# start of GIVEN DATA

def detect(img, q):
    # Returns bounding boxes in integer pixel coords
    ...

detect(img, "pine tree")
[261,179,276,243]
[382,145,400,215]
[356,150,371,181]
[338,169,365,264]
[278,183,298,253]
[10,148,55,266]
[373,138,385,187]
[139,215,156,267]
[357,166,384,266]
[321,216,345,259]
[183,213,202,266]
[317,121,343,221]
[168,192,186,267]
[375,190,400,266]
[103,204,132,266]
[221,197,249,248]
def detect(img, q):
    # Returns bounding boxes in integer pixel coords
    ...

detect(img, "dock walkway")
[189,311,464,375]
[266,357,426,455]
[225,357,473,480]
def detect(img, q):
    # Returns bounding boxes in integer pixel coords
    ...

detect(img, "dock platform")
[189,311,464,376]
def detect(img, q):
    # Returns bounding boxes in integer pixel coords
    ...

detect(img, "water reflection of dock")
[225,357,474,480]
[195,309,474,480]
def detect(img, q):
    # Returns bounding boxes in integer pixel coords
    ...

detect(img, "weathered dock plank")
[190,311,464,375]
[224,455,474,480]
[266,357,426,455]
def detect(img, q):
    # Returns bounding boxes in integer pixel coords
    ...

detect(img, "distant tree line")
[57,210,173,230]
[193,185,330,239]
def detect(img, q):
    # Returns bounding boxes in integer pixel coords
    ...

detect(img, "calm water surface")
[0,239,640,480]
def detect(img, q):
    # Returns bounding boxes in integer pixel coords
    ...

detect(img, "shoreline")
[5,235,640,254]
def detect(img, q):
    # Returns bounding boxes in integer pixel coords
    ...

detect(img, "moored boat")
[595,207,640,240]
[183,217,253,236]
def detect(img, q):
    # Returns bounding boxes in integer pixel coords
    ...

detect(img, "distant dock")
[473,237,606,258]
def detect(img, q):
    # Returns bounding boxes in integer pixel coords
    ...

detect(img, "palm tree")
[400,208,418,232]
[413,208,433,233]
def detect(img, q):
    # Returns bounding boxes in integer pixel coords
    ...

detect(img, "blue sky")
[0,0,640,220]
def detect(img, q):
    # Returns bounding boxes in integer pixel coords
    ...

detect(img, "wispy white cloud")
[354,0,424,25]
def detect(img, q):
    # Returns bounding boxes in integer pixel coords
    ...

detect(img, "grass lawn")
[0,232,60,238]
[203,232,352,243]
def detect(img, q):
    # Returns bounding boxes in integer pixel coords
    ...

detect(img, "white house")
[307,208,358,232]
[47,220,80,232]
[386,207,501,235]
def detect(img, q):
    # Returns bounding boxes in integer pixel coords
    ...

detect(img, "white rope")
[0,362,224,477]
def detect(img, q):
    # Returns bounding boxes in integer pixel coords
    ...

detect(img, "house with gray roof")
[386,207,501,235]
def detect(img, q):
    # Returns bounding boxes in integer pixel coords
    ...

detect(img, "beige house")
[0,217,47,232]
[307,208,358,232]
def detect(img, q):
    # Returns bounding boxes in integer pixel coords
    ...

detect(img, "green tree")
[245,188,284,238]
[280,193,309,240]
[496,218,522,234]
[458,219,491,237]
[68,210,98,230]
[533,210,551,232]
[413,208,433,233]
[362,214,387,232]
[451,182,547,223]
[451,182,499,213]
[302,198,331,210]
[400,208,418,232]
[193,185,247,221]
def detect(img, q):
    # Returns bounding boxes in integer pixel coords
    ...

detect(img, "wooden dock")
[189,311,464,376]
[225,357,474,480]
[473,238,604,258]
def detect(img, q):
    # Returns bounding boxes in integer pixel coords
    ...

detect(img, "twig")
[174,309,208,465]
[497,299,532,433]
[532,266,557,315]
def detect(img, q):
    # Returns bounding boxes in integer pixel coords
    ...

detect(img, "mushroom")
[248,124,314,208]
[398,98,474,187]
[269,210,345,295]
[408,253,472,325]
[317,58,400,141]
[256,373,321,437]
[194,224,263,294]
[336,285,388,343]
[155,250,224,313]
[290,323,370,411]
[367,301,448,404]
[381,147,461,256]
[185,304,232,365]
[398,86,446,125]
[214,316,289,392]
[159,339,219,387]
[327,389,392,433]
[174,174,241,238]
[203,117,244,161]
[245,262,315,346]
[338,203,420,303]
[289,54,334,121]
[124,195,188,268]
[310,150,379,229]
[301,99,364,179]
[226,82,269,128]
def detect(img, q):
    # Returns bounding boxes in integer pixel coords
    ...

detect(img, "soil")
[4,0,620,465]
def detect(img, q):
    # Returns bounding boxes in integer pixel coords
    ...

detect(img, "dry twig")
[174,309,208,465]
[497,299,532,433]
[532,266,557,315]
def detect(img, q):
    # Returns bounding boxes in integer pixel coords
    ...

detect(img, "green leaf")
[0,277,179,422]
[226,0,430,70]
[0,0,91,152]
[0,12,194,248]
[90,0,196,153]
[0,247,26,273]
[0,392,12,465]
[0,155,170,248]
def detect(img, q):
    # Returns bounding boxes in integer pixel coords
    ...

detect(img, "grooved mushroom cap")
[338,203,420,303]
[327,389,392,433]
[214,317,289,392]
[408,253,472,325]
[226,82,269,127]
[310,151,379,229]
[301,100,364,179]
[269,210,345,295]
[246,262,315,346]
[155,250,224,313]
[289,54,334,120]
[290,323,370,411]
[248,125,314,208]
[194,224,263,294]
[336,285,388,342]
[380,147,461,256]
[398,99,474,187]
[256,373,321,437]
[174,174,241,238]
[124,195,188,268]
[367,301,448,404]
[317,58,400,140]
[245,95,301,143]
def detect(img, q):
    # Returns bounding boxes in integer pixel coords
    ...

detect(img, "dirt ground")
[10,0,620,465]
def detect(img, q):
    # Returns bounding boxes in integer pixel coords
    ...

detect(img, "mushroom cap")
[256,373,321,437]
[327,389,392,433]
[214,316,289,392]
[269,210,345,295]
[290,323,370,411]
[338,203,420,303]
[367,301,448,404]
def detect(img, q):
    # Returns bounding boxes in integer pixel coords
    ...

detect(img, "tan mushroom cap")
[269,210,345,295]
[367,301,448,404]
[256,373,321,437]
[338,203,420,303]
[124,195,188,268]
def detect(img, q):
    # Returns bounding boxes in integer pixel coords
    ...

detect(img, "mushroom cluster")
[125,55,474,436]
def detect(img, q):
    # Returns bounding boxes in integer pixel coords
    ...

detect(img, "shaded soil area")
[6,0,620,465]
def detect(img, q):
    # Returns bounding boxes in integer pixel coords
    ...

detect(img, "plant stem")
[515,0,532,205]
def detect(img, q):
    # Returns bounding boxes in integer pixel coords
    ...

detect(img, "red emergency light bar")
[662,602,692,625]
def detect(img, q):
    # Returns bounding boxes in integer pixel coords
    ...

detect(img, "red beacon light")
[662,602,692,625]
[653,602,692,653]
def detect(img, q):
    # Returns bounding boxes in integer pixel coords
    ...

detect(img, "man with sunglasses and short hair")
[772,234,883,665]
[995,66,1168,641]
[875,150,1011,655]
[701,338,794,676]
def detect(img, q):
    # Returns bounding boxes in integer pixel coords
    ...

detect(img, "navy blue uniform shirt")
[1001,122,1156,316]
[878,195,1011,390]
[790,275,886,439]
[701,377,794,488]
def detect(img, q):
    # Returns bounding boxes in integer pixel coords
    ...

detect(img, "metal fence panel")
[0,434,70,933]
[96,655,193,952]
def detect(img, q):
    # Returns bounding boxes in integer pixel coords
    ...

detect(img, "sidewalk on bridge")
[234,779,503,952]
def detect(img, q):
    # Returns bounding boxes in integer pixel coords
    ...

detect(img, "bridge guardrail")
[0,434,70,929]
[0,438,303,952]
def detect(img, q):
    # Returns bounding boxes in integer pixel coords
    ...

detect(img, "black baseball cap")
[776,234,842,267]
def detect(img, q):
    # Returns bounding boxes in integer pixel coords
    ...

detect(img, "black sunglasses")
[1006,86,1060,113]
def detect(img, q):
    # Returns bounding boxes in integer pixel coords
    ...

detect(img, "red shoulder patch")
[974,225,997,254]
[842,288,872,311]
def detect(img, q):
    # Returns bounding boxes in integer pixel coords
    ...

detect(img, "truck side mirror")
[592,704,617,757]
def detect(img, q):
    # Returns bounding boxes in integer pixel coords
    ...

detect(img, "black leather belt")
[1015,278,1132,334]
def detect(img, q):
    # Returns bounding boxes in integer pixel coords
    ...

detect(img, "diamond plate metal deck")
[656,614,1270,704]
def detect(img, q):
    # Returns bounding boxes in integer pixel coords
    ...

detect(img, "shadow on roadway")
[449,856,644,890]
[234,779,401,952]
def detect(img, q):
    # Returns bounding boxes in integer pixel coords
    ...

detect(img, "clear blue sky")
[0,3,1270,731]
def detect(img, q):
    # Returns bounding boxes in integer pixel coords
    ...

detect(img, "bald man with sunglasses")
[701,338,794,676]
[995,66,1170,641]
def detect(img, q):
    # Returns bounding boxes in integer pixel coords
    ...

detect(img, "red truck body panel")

# end of GIVEN DATA

## WHAT IS NEEDED
Rewrite the lines from the first one through the line containing "[321,216,345,259]", with "pine tree" replaced by "conifer" and everything else left unchanged.

## WORKED SOLUTION
def detect(img, q):
    # Returns bounding boxes in integer pixel coords
    ...

detect(img, "conifer")
[261,179,276,243]
[382,145,400,215]
[356,150,371,181]
[338,169,365,264]
[278,183,298,253]
[10,148,55,266]
[373,138,385,187]
[139,215,156,267]
[357,166,384,266]
[321,216,345,259]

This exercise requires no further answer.